◆ Work to be completed: Render each line of the items below as one string in a JSON list, leaving out blank lines.

◆ Records provided:
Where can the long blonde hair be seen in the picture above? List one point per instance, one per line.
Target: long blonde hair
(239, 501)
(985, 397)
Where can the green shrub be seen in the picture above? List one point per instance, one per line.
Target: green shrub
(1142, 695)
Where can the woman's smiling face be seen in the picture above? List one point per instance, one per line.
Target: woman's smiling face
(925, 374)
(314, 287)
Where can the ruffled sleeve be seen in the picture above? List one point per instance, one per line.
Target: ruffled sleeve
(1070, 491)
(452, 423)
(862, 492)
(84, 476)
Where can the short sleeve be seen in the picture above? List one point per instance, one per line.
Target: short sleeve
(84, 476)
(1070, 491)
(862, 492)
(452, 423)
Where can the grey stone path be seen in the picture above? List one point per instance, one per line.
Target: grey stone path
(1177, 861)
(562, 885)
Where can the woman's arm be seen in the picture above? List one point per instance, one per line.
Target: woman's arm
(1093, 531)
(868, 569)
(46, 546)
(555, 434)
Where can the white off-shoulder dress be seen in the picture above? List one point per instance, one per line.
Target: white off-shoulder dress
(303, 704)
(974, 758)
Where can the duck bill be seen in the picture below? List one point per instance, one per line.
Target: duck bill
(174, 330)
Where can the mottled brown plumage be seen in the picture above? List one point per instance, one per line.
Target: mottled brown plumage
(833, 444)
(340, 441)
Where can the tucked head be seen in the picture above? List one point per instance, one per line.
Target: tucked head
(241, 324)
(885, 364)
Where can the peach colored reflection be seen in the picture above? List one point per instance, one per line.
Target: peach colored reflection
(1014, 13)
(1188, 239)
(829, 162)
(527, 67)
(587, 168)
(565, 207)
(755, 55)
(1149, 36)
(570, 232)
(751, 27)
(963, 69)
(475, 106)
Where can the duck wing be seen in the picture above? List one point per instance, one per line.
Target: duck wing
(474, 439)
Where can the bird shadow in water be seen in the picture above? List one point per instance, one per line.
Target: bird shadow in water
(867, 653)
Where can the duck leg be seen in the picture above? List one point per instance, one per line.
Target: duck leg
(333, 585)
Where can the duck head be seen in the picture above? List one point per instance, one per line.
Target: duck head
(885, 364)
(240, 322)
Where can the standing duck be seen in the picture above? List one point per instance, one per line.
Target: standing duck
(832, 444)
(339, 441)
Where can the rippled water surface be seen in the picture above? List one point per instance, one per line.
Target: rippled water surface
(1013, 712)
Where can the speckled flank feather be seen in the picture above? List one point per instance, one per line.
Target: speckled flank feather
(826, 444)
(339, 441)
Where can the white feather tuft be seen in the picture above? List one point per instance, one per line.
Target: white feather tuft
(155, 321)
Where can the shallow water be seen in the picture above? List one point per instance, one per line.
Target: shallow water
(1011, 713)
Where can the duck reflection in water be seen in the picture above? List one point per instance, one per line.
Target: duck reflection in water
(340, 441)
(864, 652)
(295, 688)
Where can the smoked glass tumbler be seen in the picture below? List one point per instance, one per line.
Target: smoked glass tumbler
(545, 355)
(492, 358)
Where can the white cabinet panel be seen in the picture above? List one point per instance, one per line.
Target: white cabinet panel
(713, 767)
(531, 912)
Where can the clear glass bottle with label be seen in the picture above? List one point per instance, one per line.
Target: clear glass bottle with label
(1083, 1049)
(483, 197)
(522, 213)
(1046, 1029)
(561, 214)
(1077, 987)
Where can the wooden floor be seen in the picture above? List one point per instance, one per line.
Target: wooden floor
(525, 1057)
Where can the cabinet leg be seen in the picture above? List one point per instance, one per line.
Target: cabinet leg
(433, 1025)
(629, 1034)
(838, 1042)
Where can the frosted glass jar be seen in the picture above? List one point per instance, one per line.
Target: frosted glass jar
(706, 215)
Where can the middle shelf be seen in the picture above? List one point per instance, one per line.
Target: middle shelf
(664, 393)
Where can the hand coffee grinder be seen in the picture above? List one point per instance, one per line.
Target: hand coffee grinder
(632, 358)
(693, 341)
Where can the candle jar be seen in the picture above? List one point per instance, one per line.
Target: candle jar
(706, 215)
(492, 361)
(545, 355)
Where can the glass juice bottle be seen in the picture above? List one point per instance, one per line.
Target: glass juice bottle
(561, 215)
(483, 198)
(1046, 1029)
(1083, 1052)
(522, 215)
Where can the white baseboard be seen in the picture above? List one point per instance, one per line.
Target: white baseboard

◆ The answer:
[
  "Where can the long blonde hair be seen in the picture above? List one point per instance, one per line.",
  "Target: long blonde hair",
  "(239, 501)",
  "(985, 397)",
  "Where can the green shrub be seen in the picture above? List one point per instance, one per line.",
  "Target: green shrub",
  "(1142, 695)",
  "Where can the woman's smiling face be seen in the picture above? List one point per instance, one per line.",
  "Target: woman's smiling face",
  "(925, 374)",
  "(314, 287)",
  "Where can the ruffled sleeve be seen in the picture above? List one point per instance, one per line.",
  "Target: ruffled sleeve",
  "(1070, 491)",
  "(452, 423)",
  "(862, 492)",
  "(84, 476)",
  "Where can the short sleeve be seen in the picture above? List one point per instance, one per line.",
  "Target: short sleeve",
  "(84, 476)",
  "(1070, 491)",
  "(862, 492)",
  "(452, 423)",
  "Where can the grey stone path be seen in the picture above? List one point per instance, one per line.",
  "Target: grey stone path",
  "(1177, 861)",
  "(562, 885)",
  "Where can the woman's arm be seen in the picture above? List one point per instance, one per line.",
  "Target: woman's arm",
  "(1093, 531)",
  "(868, 569)",
  "(46, 546)",
  "(555, 434)",
  "Where can the white off-shoulder dress be seen in the picture above? List one point per instance, one per line.",
  "Target: white off-shoulder dress",
  "(303, 704)",
  "(974, 758)",
  "Where can the duck bill be seen in the picture below? List one point per instance, one per line.",
  "Target: duck bill",
  "(174, 330)",
  "Where can the mottled brown plumage be seen in the picture above? List one point per instance, one per line.",
  "Target: mottled brown plumage",
  "(833, 444)",
  "(340, 441)",
  "Where can the tucked head be seen in the picture above? List one point per instance, one per line.",
  "Target: tucked head",
  "(241, 324)",
  "(885, 364)",
  "Where can the peach colored reflection be seen in the picture above? List one point per instance, one per line.",
  "Target: peach colored reflection",
  "(1014, 13)",
  "(1188, 239)",
  "(829, 162)",
  "(527, 67)",
  "(587, 168)",
  "(565, 207)",
  "(755, 55)",
  "(1149, 36)",
  "(570, 232)",
  "(751, 27)",
  "(963, 69)",
  "(475, 106)",
  "Where can the duck wing be seen in the picture above? List one point per instance, one per line.",
  "Target: duck wing",
  "(474, 439)",
  "Where can the bird shadow in water be seen in the picture above? List one point per instance, one per line.",
  "Target: bird shadow in water",
  "(867, 653)",
  "Where can the duck leg be seen in the picture above? List one point per instance, one per line.",
  "Target: duck leg",
  "(333, 585)",
  "Where can the duck head be seen in the picture above? List one point per instance, one per line.",
  "Target: duck head",
  "(885, 364)",
  "(240, 322)",
  "Where can the standing duck be seen in the picture above? List one point per instance, one per line.",
  "Target: standing duck",
  "(832, 444)",
  "(339, 441)",
  "Where can the rippled water surface be seen in the picture above? List one point per instance, one per line.",
  "Target: rippled water surface",
  "(1013, 712)",
  "Where can the speckled flank feather be seen in the picture above? List one point per instance, one per line.",
  "Target: speckled flank feather",
  "(826, 444)",
  "(339, 441)",
  "Where can the white feather tuft be seen in the picture above? List one point per instance, one per line.",
  "Target: white feather tuft",
  "(155, 321)",
  "Where can the shallow water be seen in the picture above? List one point per instance, one per line.",
  "Target: shallow water",
  "(1011, 713)",
  "Where can the duck reflection in water be seen in the picture above? List one point per instance, one per line.",
  "Target: duck reflection in water",
  "(340, 441)",
  "(864, 652)",
  "(295, 688)",
  "Where can the smoked glass tumbler be seen in the picture below? List one point per instance, one per line.",
  "Target: smoked glass tumbler",
  "(545, 355)",
  "(492, 358)",
  "Where can the white cabinet panel be seen in the picture above? List one point per instance, one per line.",
  "Target: white cabinet panel",
  "(713, 767)",
  "(531, 912)",
  "Where can the clear glass bottle with label be seen in the picture above? List one point per instance, one per line.",
  "Target: clear glass bottle with label",
  "(1083, 1049)",
  "(483, 197)",
  "(522, 213)",
  "(1046, 1029)",
  "(561, 214)",
  "(1077, 987)",
  "Where can the wooden floor be seen in the picture above? List one point per instance, one per line.",
  "Target: wooden floor",
  "(525, 1057)",
  "Where can the cabinet leg be seen in the picture above? List one point per instance, one per line.",
  "Target: cabinet leg",
  "(433, 1025)",
  "(629, 1034)",
  "(838, 1042)",
  "Where can the frosted glass jar be seen in the picture above? List one point per instance, one per line.",
  "Target: frosted glass jar",
  "(706, 215)",
  "Where can the middle shelf be seen in the picture above? List one point per instance, one per line.",
  "Target: middle shelf",
  "(664, 393)",
  "Where can the hand coffee grinder be seen in the picture above? List one point per instance, one per line.",
  "Target: hand coffee grinder",
  "(632, 358)",
  "(693, 341)",
  "Where can the candle jar be seen in the picture above? List one point per instance, one per line.",
  "Target: candle jar",
  "(706, 215)",
  "(492, 361)",
  "(545, 355)",
  "Where can the glass juice bottle be seen in the picture above? List one point per instance, one per line.",
  "Target: glass juice bottle",
  "(561, 215)",
  "(483, 198)",
  "(1046, 1029)",
  "(1083, 1052)",
  "(522, 215)",
  "Where can the white baseboard be seen in the picture above? List one point per instance, one per line.",
  "Target: white baseboard"
]